*Extract:*
'''

Tool for monitoring hosts nvme devices smart-attributes.
This tool reads smart attributes which provided by nvme-cli tools from list of hosts and compare values with specified parameters in config.
Ensure the nvme-cli tool is installed on the hosts you need to monitor.
cd /optgit clone https://github.com/igor-kremin/automon.git nvmemonitor/opt/nvmemonitor/nvmemonitor --add example.com
cd /opt/nvmemonitorgit pull
- create config
/opt/nvmemonitor/nvmemonitor.conf, add hosts as many as you wish.
available_spare__less=10
percentage_used__grater=80
temperature__grater=60
[host1.exmaple.com] # host in Germany
device /dev/nvme0n1 # INTEL
device /dev/nvme1n1 # INTEL
percentage_used__grater=90
[host2.exmaple.com:4444] # host in Ireland
device /dev/nvme0n1 # SAMSUNG
device /dev/nvme1n1 # TOSHIBA
device /dev/nvme2n1 # SAMSUNG
Configuration file allow comments, from symbol # to end of line.
Syntax of nvmemonitor.conf file:
list of monitored paramethers with suffixes __less or __grater , which are the same for all listed hosts.
<param>__<less|grater>=<value> ex: available_spare__less=10 - will inform you if the smart value would be less 10
<host>[:port] ex: [server2.example.com:4444]
device /dev/<nvme> ex: device /dev/nvme0n1
list of monitored paramethers for the host previously defined.
<param>__<less|grater>=<value> ex: percentage_used__grater=90 - will inform you if the smart value would be grater 90 only on the server2.exmaple.com
sample output and list of available attributes from nvme-cli software
critical_warning : 0
temperature : 40 C (313 Kelvin)
available_spare : 100%
available_spare_threshold : 10%
percentage_used : 6%
endurance group critical warning summary: 0
data_units_read : 1,127,748,199
data_units_written : 2,821,015,917
host_read_commands : 104,667,029,322
host_write_commands : 110,234,002,637
controller_busy_time : 296,158
power_cycles : 20
power_on_hours : 24,532
unsafe_shutdowns : 1
media_errors : 0
num_err_log_entries : 0
Warning Temperature Time : 0
Critical Composite Temperature Time : 0
Temperature Sensor 1 : 40 C (313 Kelvin)
Thermal Management T1 Trans Count : 0
Thermal Management T2 Trans Count : 0
Thermal Management T1 Total Time : 0
Thermal Management T2 Total Time : 0
Each attribute values coverts to int for comparing.
For temperature attributes Celsius value is selected.
alert command will use program /opt/bin/alert-via-telegram to send the test result to telegram
alert-via-telegram, thanks to Gena Makhomed, can be found here https://github.com/makhomed/automon/blob/master/bin/alert-via-telegram
alert program receive one command. See source of /opt/automon/bin/alert-via-telegram program for details.
Using /opt/automon/bin/alert-via-telegram as example you can write own alert program for sending alerts via email or SMS or via any other way.
nvmemonitor test shows smart test results if any warning occured.
nvmemonitor alert sends smart test results to alert program if any warning occured.
nvmemonitor --add <host>[:port] [<host>[:port]] adds host(s) and its devices to config nvmemonitor.conf.``
nvmemonitor --show <host>[:port] [<host>[:port]] shows devices on hosts.

'''

*Work to complete:*
1/ Extract the passage of the nvmemonitor page starting with "nvmemonitor test shows" and going on through "devices on hosts.".
2/ Using the nvmemonitor page, decide whether each statement agrees with it, and answer yes or no along with the exact words from the page that settle it: (a) Comments may be placed in the configuration file using the # symbol. (b) For temperature attributes, the Kelvin value is the one used for comparison. (c) The nvme-cli tool needs to be installed on the hosts being monitored.
The lines after this play no part in the work.

*Information shown:*

'''

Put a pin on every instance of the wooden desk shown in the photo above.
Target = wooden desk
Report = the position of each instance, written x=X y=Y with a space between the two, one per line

'''

*Answers:*
1/
nvmemonitor test shows smart test results if any warning occured.
nvmemonitor alert sends smart test results to alert program if any warning occured.
nvmemonitor --add <host>[:port] [<host>[:port]] adds host(s) and its devices to config nvmemonitor.conf.``
nvmemonitor --show <host>[:port] [<host>[:port]] shows devices on hosts.

2/
(a) Yes: "Configuration file allow comments, from symbol # to end of line."
(b) No: "For temperature attributes Celsius value is selected."
(c) Yes: "Ensure the nvme-cli tool is installed on the hosts you need to monitor."